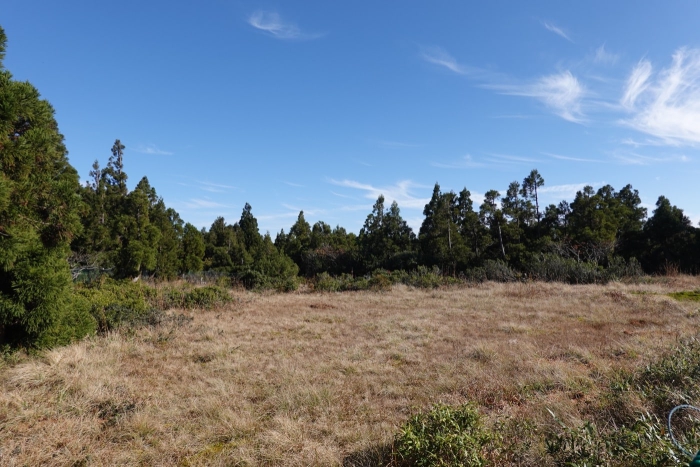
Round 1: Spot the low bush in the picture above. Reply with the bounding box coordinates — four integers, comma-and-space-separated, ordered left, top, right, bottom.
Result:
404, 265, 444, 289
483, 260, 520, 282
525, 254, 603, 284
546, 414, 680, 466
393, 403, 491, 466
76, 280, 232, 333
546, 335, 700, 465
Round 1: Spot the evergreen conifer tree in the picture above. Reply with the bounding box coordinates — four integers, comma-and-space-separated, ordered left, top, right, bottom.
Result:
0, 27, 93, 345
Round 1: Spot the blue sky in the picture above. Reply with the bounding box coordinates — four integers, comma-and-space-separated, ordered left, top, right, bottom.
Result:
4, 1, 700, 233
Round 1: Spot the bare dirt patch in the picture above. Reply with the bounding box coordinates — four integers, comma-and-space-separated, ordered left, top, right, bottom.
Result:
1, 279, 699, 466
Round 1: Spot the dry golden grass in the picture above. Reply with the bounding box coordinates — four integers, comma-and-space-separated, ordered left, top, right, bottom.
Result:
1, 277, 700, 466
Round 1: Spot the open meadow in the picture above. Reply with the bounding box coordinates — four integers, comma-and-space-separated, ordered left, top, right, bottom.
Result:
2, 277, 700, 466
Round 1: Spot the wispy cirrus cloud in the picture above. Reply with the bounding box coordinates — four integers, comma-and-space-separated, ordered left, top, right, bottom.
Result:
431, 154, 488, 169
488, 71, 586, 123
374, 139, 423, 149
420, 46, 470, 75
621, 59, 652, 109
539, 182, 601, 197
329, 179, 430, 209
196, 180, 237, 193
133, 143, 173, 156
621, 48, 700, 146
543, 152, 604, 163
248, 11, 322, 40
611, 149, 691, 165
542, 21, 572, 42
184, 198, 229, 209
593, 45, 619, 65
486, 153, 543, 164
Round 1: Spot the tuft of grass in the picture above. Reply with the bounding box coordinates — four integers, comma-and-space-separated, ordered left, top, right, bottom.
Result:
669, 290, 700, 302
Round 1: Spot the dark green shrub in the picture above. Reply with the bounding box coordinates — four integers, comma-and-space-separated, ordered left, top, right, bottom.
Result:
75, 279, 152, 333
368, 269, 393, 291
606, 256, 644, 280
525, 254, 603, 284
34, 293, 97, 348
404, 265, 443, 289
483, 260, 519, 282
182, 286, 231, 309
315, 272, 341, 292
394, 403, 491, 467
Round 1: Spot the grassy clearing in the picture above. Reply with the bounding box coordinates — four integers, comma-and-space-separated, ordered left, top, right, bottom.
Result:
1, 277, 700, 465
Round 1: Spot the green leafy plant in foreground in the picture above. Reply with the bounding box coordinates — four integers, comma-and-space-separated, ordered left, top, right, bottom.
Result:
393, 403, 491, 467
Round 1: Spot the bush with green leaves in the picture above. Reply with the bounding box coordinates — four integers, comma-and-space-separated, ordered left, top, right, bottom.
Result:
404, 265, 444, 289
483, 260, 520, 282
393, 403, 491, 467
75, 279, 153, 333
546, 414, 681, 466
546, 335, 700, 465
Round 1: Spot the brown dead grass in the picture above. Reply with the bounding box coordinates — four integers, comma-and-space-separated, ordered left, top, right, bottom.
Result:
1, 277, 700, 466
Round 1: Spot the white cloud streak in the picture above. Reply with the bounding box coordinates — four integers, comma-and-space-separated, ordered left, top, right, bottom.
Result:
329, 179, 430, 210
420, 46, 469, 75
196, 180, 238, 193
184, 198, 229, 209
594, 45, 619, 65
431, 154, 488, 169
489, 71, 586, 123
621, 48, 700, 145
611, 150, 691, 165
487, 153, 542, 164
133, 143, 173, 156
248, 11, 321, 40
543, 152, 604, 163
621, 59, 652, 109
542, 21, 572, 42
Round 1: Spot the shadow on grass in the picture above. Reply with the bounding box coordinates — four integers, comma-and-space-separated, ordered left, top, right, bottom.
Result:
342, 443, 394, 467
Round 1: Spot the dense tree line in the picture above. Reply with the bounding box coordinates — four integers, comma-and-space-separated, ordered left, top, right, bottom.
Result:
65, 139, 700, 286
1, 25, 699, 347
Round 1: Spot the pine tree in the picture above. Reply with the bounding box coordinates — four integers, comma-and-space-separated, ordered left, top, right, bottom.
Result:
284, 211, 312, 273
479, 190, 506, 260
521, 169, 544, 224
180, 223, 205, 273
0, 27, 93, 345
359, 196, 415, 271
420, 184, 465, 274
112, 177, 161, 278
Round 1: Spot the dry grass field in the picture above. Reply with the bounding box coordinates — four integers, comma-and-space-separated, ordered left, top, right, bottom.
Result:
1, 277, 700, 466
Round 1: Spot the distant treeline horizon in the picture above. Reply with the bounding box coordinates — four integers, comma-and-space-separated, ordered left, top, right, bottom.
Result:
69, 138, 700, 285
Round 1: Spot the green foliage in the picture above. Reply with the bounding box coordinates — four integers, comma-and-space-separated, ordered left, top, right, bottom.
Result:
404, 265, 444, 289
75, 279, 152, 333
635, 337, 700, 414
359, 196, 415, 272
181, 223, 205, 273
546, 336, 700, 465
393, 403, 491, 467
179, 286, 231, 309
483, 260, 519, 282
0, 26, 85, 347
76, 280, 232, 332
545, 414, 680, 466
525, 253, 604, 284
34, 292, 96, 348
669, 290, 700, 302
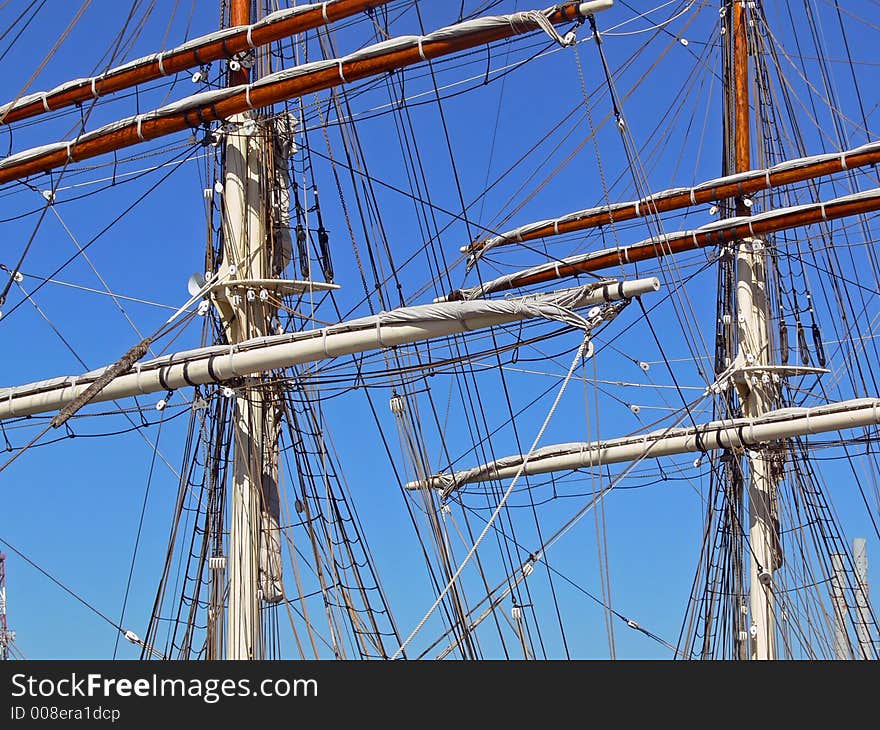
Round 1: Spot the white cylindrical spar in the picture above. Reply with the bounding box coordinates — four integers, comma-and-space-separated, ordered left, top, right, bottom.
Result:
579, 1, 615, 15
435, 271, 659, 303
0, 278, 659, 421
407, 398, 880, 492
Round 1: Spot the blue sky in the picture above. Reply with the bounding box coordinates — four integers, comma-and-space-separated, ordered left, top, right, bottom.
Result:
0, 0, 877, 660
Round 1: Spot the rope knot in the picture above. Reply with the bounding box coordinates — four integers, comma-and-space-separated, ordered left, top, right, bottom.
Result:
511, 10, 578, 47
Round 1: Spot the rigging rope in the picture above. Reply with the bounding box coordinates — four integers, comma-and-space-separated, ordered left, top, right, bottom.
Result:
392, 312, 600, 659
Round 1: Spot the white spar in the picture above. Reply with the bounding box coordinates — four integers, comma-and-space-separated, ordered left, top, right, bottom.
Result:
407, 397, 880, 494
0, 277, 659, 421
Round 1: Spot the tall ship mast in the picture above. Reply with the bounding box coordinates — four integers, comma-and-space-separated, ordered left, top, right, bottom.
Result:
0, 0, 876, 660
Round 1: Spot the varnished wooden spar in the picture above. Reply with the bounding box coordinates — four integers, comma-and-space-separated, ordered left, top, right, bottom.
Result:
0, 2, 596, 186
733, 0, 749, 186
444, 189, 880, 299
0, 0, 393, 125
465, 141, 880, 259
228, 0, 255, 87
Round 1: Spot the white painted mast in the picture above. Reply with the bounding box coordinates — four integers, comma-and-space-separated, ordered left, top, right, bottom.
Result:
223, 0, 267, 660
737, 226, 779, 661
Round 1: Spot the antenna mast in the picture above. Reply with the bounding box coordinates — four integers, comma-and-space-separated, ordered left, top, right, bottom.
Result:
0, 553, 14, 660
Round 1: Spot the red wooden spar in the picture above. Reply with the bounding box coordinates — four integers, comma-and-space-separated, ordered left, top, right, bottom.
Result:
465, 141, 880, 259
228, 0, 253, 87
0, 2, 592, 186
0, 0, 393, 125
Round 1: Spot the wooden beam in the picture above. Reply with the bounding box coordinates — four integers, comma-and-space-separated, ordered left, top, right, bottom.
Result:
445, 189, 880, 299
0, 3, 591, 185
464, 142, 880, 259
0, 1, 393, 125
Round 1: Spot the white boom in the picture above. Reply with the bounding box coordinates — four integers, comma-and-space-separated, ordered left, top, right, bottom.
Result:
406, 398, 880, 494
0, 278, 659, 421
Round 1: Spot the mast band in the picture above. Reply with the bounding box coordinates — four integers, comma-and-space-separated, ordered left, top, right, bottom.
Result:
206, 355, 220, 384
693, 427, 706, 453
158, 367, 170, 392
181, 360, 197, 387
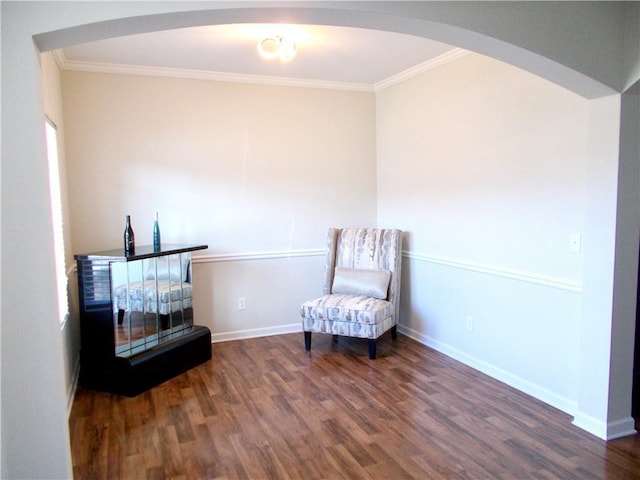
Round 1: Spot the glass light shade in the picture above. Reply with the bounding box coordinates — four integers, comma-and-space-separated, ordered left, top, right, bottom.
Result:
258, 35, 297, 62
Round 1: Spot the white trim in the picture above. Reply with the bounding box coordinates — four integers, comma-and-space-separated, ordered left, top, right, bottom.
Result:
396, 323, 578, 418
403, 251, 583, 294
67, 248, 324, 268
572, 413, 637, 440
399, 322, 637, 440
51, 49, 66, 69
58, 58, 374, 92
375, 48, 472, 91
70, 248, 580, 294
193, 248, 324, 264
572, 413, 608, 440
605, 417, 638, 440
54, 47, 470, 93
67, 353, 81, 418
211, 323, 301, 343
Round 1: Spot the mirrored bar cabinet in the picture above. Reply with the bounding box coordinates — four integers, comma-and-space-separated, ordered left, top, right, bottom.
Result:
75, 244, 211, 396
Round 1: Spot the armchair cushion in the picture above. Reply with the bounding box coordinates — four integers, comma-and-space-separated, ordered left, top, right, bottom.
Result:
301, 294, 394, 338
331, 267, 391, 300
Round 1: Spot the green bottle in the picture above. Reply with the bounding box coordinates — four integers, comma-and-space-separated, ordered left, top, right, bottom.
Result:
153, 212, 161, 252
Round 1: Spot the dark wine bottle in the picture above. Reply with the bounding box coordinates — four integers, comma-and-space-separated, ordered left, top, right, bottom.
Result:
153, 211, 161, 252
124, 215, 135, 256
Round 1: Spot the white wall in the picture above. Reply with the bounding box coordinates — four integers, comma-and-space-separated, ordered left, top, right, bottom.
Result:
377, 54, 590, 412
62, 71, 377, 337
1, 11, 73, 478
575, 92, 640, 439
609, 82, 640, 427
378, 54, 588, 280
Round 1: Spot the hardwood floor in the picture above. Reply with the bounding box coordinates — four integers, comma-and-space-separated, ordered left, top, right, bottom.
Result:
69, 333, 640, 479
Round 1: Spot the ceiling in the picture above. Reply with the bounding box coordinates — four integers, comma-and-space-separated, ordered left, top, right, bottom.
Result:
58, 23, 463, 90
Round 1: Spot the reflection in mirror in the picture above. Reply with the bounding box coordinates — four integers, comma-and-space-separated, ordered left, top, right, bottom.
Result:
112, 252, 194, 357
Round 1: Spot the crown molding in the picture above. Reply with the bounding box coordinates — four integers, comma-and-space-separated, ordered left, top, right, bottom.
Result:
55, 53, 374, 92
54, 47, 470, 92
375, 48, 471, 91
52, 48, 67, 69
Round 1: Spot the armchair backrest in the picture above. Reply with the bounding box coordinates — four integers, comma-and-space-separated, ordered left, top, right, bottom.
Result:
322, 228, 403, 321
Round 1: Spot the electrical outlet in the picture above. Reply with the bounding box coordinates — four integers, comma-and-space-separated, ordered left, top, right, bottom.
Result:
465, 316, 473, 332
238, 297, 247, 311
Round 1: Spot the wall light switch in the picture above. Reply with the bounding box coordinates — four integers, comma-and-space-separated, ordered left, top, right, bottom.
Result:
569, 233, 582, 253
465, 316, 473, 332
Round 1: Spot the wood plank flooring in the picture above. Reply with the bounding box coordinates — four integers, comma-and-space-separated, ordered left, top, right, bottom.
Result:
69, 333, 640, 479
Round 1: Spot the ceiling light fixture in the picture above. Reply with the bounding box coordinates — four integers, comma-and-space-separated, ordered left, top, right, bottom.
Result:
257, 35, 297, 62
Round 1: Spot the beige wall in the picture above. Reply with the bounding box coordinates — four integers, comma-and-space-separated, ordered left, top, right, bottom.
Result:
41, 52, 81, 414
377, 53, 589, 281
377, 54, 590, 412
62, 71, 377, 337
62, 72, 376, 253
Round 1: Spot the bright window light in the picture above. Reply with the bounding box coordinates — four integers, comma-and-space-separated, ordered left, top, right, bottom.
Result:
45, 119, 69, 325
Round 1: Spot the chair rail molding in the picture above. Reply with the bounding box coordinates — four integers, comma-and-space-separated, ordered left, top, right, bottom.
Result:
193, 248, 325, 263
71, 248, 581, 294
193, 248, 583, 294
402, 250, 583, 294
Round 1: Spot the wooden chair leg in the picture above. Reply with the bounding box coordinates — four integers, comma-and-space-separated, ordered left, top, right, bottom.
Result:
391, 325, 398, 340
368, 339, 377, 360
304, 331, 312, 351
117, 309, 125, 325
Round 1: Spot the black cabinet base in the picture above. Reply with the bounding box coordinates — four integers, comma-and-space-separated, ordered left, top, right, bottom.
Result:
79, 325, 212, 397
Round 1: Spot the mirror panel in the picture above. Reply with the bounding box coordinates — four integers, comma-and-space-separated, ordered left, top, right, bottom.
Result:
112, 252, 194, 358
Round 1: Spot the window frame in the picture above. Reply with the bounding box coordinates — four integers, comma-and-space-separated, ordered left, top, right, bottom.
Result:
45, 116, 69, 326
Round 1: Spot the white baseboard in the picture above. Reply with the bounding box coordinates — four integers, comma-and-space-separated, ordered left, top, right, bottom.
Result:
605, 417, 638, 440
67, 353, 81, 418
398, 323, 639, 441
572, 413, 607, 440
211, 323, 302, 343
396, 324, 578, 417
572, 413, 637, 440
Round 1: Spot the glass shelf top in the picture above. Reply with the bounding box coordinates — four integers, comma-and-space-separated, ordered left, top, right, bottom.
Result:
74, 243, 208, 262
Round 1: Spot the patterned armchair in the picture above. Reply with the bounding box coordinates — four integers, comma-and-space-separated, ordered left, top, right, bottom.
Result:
* * *
■ What is required: Range to copy from the listing above: the line containing "Round 1: Spot the wooden beam" down to the line containing "Round 1: Spot the mirrored", both included. Reproduce it exactly, minus the pictures, and add nothing.

■ Solution:
Round 1: Spot the wooden beam in the picture above. Reply with the bounding box coordinates — four integers, comma-and-space-separated, ordered left, top, right, bottom.
Result:
445, 189, 880, 299
0, 3, 591, 185
464, 142, 880, 259
0, 1, 393, 125
Round 1: Spot the white boom in the picture above. Reply with the bounding box coordinates — four integers, comma-and-space-separated, ordered left, top, right, bottom.
Result:
406, 398, 880, 494
0, 278, 659, 421
Round 1: Spot the mast band in the picture above. Reply with the bounding box coordinates — four integers, comma-and-space-separated, ordered left, top, right, bottom.
Result:
206, 355, 220, 384
693, 427, 706, 453
158, 367, 170, 392
181, 360, 197, 387
Round 1: Spot the glass light shade in the picture above. Reply with the bounding box coordinates — four integers, comma-and-space-separated, ordered left, top, right, bottom.
Result:
258, 35, 297, 62
Round 1: Spot the white trim in the picture above. Reply with the bounding box coordinates — four integers, comma-and-space-separated, ordered left, top, right, bottom.
Result:
396, 323, 578, 418
403, 251, 583, 294
67, 248, 324, 268
572, 413, 637, 440
399, 322, 637, 440
51, 49, 66, 69
58, 58, 374, 92
375, 48, 472, 91
70, 248, 580, 294
193, 248, 324, 264
572, 413, 608, 440
605, 417, 638, 440
54, 47, 470, 93
67, 353, 81, 418
211, 323, 301, 343
Round 1: Spot the mirrored bar cabinet in the picture above. Reply with the bounding box coordinates — four integers, comma-and-space-separated, ordered left, top, right, bottom.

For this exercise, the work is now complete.